[Dataset entries]
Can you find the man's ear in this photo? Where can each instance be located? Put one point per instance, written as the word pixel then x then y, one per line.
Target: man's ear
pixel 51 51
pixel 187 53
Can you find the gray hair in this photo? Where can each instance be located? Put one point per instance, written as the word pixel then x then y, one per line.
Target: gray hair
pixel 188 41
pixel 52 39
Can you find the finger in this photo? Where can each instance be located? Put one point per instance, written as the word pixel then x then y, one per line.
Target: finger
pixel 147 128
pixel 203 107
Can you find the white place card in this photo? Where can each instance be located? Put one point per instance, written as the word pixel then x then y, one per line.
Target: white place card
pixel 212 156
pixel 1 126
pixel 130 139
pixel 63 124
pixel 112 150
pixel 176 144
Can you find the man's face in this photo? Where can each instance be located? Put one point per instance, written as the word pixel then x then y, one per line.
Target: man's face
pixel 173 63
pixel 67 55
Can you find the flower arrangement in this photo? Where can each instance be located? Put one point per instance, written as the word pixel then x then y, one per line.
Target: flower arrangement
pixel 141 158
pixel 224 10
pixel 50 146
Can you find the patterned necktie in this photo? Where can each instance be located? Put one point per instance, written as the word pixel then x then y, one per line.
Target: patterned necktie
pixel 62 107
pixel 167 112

What is being asked
Only these are to be transcribed: the line with "Can you find the patterned" and every line after it through the last line of the entries, each exactly.

Expected answer
Can you find the patterned necktie in this photo? Where can each instance be located? Put one point per instance, written as the word pixel then x then y, one per line.
Target: patterned necktie
pixel 62 107
pixel 167 112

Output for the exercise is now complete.